--- Brief ---
Retype all of the listing exactly, with no pictures.

--- Data for the task ---
* * * * *

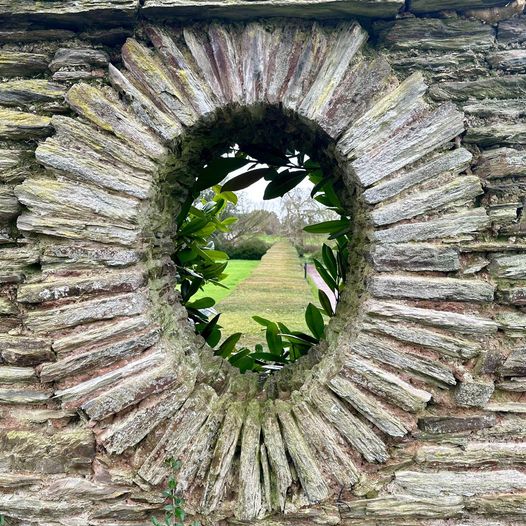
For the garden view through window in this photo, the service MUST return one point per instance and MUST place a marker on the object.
(262, 254)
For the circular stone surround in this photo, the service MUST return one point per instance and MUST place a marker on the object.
(155, 391)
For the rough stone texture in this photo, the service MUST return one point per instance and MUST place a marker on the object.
(411, 414)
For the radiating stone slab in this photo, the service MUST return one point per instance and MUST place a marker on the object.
(63, 451)
(450, 289)
(446, 226)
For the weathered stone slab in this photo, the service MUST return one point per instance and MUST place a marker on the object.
(24, 397)
(415, 257)
(54, 289)
(502, 87)
(510, 109)
(473, 454)
(147, 112)
(455, 347)
(19, 125)
(454, 161)
(385, 384)
(71, 395)
(78, 57)
(509, 267)
(13, 375)
(427, 6)
(497, 134)
(436, 318)
(99, 357)
(391, 113)
(9, 205)
(473, 392)
(451, 34)
(511, 60)
(501, 162)
(431, 131)
(336, 462)
(395, 355)
(512, 295)
(69, 199)
(249, 501)
(515, 364)
(462, 483)
(131, 391)
(401, 507)
(88, 228)
(26, 92)
(223, 457)
(462, 189)
(277, 456)
(155, 79)
(446, 226)
(105, 13)
(86, 254)
(369, 407)
(130, 429)
(109, 114)
(453, 424)
(25, 350)
(86, 311)
(304, 460)
(512, 31)
(413, 287)
(239, 9)
(66, 451)
(112, 330)
(18, 64)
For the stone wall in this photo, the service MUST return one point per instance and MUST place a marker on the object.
(412, 414)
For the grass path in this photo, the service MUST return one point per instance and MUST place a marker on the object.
(275, 289)
(238, 270)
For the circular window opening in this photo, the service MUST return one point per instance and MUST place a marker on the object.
(204, 209)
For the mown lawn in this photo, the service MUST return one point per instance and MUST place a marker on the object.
(237, 270)
(275, 290)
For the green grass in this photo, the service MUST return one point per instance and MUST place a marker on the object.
(275, 290)
(237, 270)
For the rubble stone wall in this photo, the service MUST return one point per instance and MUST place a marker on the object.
(413, 411)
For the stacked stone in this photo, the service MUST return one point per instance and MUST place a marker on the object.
(100, 382)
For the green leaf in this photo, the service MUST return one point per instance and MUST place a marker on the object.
(268, 357)
(217, 169)
(274, 341)
(262, 321)
(328, 227)
(314, 320)
(329, 261)
(325, 302)
(226, 348)
(322, 271)
(209, 327)
(286, 181)
(202, 303)
(243, 181)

* * * * *

--- Finished task ---
For the garden view through window in this photo, the service MUST return one point per instance and MUST place a marker on the object.
(262, 254)
For the circular stone surround in this photo, the service MUST return one point per instance and MUST place a marker on the object.
(155, 391)
For the rough stone texture in this photo, the service MUST return one point per instance and MUST place a marker on the object.
(411, 414)
For the radiating stone slab in this photo, the service MUST return one point per instance and MUST place a marker on the object.
(63, 451)
(450, 289)
(446, 226)
For the weathered stone slab in this photo, the service MUST return one point per instance and MUST place a marker on the object.
(24, 397)
(415, 257)
(54, 289)
(502, 87)
(510, 109)
(473, 454)
(147, 112)
(455, 347)
(19, 125)
(454, 161)
(385, 384)
(71, 395)
(78, 57)
(509, 267)
(13, 375)
(427, 6)
(497, 134)
(436, 318)
(99, 357)
(391, 113)
(9, 205)
(473, 392)
(451, 34)
(511, 60)
(501, 162)
(431, 131)
(336, 462)
(395, 355)
(512, 295)
(69, 199)
(249, 501)
(515, 364)
(462, 483)
(131, 391)
(401, 507)
(88, 228)
(26, 92)
(223, 457)
(462, 189)
(277, 456)
(155, 79)
(446, 226)
(105, 13)
(86, 254)
(369, 407)
(130, 429)
(109, 114)
(453, 424)
(25, 350)
(86, 311)
(304, 460)
(512, 31)
(413, 287)
(239, 9)
(66, 451)
(112, 330)
(18, 64)
For the stone wall in this photo, the service MUST return one point per instance and MUST place a marker on the object.
(412, 414)
For the grass path in this photo, the service MUST return one point per instance and MUST place a marker on the object.
(275, 289)
(238, 270)
For the circular window opening in this photo, the service MUST return one point per instance and MUST place a marker on the object.
(204, 209)
For the mown lawn in this photo, the service MUST return one point per instance and MUST place a marker on the object.
(237, 270)
(275, 290)
For the green grass in this photo, the service MUST return one point per instance and MUST place a marker on the object.
(275, 290)
(237, 270)
For the rubble stone wall in this photo, the service MUST return one point per instance and MUST place a marker on the object.
(413, 411)
For the stacked stone in this photo, the service MUST return one point per instance and MUST place a marker on the object.
(100, 382)
For the green leaf in this photo, the service MUST return one point per instance and MUST place a marker on the object.
(268, 357)
(217, 169)
(274, 341)
(262, 321)
(328, 227)
(314, 320)
(329, 261)
(325, 302)
(226, 348)
(322, 271)
(209, 327)
(286, 181)
(202, 303)
(243, 181)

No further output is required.